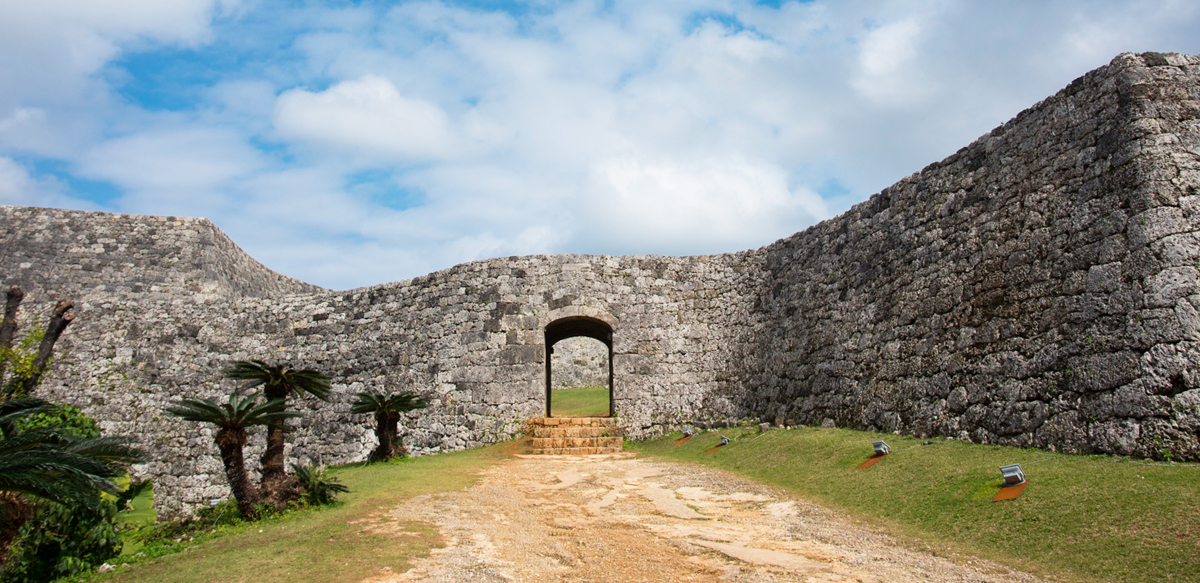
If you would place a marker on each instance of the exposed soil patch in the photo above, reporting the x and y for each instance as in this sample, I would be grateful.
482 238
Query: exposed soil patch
621 520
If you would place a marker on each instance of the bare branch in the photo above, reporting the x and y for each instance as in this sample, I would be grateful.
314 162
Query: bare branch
59 322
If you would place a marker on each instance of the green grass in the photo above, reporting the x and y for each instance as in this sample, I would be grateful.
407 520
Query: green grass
324 545
580 402
1080 517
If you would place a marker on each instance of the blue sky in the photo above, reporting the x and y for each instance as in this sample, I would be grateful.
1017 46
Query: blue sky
358 143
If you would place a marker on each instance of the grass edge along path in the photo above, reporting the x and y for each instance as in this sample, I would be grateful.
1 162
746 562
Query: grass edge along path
347 542
1081 518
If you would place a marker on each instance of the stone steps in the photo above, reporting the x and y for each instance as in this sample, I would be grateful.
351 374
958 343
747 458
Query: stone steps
573 442
568 431
575 436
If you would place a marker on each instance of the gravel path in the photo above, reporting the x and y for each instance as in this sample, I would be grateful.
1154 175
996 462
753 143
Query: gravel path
624 520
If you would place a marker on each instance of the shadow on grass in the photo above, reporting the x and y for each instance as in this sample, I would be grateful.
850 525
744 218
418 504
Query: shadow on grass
1080 518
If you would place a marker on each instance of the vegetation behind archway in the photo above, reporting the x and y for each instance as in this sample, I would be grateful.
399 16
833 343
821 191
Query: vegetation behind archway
581 401
580 378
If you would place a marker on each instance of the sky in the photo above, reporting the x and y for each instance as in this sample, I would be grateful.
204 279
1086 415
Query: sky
357 143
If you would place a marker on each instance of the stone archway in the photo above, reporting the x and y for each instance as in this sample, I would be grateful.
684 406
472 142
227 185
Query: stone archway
570 328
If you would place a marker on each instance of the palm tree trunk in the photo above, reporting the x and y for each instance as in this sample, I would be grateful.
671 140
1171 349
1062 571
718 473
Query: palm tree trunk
274 473
385 431
231 445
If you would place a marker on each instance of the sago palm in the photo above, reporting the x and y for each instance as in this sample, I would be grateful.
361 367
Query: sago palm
53 464
388 410
277 382
232 420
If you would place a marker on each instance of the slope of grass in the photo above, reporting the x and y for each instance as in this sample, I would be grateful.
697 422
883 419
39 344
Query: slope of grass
580 402
1080 517
325 545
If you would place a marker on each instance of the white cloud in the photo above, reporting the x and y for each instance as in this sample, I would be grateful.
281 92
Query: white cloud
361 143
887 71
693 206
19 187
366 115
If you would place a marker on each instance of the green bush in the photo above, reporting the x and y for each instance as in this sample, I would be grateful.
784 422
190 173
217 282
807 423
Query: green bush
60 541
19 361
319 487
66 418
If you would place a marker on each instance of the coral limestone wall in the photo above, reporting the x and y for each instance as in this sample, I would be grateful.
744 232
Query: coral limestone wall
1037 288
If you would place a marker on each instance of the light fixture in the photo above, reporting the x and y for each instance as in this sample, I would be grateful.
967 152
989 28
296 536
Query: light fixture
881 448
1013 474
725 442
688 432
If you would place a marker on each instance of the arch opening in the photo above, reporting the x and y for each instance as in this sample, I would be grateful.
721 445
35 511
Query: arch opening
575 328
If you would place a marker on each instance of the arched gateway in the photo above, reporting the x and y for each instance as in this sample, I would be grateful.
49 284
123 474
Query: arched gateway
570 328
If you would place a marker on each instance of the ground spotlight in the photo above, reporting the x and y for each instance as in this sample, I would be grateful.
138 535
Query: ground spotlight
1013 474
1014 482
688 432
725 442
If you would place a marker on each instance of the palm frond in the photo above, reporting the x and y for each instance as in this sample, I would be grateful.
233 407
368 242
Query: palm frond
277 377
372 401
238 413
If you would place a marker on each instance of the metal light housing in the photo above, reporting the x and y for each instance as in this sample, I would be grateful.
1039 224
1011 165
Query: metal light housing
1013 474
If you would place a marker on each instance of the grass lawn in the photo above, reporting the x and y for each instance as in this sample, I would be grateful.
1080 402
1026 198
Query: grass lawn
325 545
580 402
1080 517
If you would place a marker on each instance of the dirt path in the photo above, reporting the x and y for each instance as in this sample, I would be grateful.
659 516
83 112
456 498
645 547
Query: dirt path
611 520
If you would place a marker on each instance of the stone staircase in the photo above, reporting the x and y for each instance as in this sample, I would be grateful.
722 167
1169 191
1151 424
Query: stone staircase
575 436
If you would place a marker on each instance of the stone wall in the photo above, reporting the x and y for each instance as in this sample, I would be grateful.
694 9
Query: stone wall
1036 288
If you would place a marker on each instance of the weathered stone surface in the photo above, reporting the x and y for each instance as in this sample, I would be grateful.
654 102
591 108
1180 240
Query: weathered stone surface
1037 288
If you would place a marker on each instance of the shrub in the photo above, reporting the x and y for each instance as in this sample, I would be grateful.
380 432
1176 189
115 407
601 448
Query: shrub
66 418
319 487
60 541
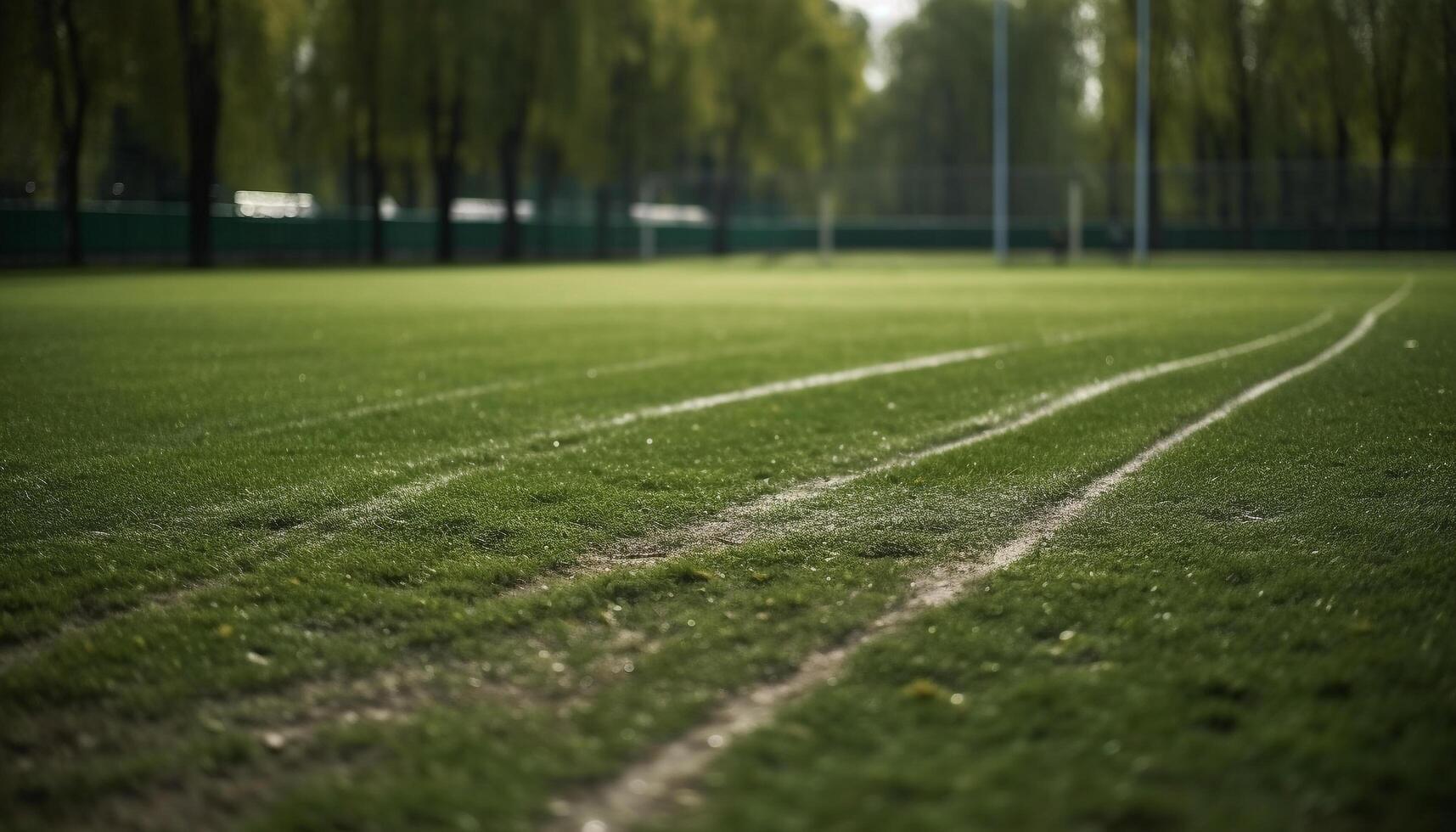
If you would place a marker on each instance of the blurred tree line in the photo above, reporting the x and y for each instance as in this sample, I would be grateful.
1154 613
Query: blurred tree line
413 98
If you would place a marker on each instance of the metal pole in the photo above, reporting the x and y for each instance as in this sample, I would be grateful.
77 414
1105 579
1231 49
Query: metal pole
1001 140
1144 124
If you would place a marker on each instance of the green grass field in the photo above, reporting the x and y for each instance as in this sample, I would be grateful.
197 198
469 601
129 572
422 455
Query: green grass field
731 545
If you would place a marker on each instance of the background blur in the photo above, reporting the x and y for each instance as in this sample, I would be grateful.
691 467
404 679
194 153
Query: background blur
415 130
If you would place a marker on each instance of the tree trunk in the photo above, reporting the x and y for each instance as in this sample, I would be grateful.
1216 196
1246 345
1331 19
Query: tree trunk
351 188
1449 26
510 160
545 200
446 133
1244 105
368 28
1386 152
727 191
603 222
446 165
204 98
1155 183
67 76
376 188
1201 187
1341 181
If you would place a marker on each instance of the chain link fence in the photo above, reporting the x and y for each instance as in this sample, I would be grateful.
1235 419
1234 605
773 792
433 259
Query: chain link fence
132 213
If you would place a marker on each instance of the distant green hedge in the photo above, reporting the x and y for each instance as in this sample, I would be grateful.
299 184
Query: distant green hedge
28 236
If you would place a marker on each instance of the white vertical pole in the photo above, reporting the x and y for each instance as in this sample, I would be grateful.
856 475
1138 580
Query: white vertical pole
1001 140
647 233
1073 221
826 226
1140 203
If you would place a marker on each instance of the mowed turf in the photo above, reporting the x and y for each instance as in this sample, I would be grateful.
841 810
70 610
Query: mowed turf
424 548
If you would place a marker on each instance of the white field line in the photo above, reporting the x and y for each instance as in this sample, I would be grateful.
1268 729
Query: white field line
456 394
362 512
737 524
644 789
417 488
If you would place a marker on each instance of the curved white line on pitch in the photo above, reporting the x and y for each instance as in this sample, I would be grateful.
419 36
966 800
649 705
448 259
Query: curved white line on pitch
1056 405
645 785
421 487
469 392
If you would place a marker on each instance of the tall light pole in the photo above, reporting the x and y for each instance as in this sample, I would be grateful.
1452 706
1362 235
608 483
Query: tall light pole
1001 177
1140 197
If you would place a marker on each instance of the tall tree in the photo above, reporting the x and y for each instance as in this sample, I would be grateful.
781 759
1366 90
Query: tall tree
766 54
200 22
1449 63
70 102
1384 31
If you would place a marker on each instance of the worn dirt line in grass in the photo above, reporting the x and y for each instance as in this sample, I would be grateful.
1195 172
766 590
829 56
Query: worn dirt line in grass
647 789
468 392
739 524
417 488
731 526
357 514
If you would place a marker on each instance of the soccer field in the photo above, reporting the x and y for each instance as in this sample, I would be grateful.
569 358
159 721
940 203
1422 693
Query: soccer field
909 542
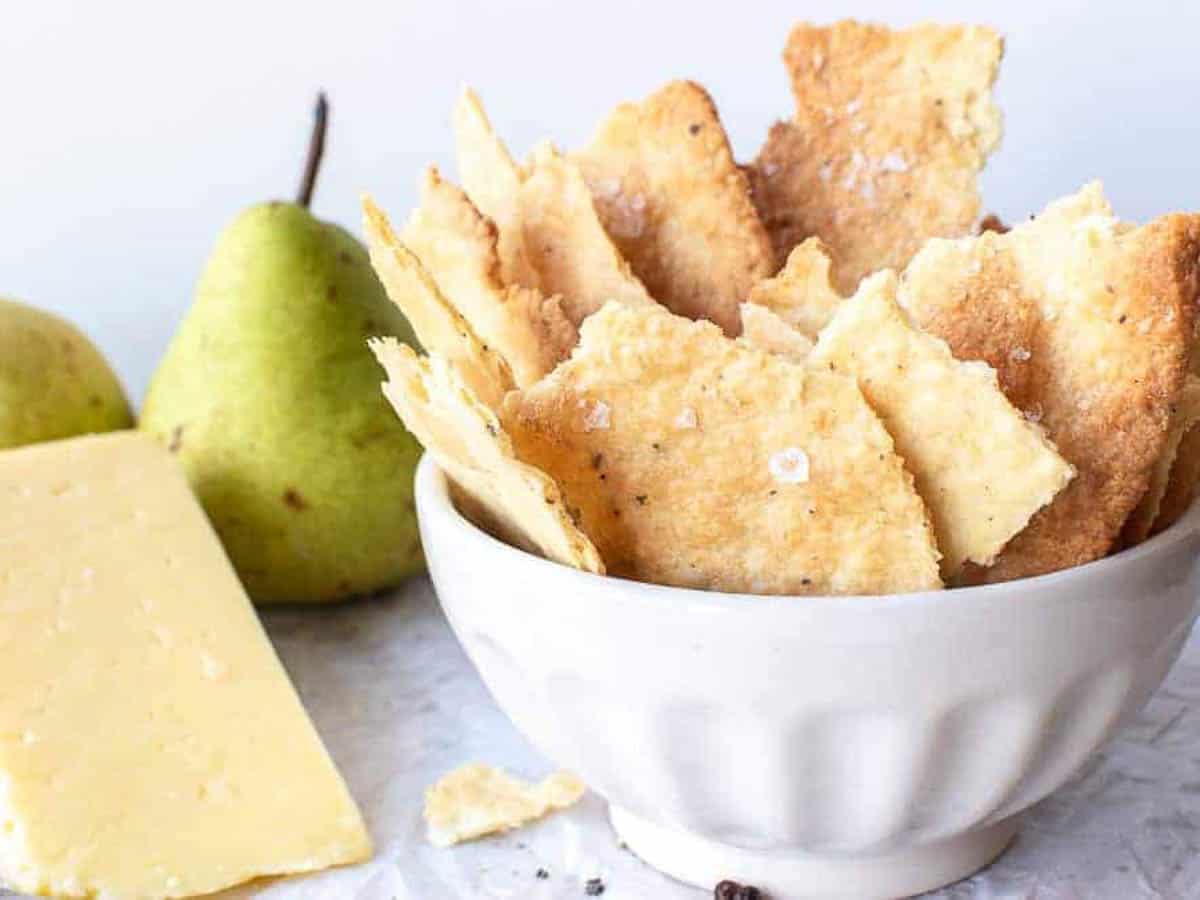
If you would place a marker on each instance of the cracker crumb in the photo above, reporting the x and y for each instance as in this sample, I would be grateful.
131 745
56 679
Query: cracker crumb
790 466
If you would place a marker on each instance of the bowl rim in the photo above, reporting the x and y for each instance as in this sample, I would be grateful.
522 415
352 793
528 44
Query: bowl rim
432 495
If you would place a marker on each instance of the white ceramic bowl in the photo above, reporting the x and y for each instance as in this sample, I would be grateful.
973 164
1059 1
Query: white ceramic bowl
868 747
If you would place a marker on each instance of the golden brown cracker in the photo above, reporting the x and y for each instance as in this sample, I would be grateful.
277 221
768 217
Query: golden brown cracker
991 222
565 243
467 441
889 132
767 330
1144 519
1182 483
439 327
802 292
677 205
550 234
474 801
457 246
1103 323
696 461
982 469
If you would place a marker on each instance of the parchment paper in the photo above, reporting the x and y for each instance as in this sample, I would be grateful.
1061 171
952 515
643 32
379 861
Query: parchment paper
399 705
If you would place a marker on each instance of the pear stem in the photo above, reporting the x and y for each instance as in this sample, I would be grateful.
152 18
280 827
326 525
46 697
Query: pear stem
316 150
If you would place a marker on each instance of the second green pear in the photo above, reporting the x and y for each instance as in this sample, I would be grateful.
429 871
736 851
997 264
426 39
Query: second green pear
270 399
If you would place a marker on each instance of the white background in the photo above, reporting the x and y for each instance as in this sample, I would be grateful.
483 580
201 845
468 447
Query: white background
132 130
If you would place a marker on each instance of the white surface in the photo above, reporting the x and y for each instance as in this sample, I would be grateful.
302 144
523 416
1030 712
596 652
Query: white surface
399 705
822 747
133 130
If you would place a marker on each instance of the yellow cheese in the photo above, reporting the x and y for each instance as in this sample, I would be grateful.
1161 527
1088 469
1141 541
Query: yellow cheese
151 744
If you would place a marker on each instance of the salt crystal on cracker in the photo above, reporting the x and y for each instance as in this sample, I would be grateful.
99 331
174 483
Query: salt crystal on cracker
683 215
899 165
705 507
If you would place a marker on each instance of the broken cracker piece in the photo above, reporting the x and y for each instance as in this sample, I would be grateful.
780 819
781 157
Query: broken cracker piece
696 461
891 130
802 293
435 321
1182 483
565 241
467 441
981 467
1092 319
550 232
475 801
1145 516
457 246
768 331
677 205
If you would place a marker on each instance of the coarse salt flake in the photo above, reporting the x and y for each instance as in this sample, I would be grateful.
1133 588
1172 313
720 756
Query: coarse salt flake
597 418
687 418
790 466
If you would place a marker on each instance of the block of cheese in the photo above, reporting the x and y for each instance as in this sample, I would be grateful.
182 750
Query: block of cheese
151 744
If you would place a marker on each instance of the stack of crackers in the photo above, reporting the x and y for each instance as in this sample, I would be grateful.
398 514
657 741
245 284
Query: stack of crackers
810 375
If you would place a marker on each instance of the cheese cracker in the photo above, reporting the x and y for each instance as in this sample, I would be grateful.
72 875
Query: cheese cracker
697 461
889 132
475 801
466 439
802 293
457 246
1093 319
677 205
439 327
981 467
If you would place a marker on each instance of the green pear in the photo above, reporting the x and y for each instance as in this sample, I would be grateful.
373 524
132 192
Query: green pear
53 381
270 399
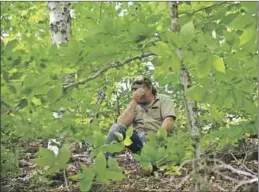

☆ ☆ ☆ ☆ ☆

*WORK INSTRUCTION*
In the records above, the line with "of the light" marks the start and the line with "the arch opening" marks the end; copy that stretch exactly, both lines included, and nothing else.

*SOLUTION TO THIS EXERCISE*
If you would place a marker on each instance of the light fixture in the photo above, reporting the x and y for each instance as in this sample, I would be grateful.
967 152
989 28
296 536
Query: light fixture
881 448
1013 474
725 442
688 432
If you would place a marker on each instance of the arch opening in the photo above, reporting the x and y for each instance as in this sample, I would be grateful.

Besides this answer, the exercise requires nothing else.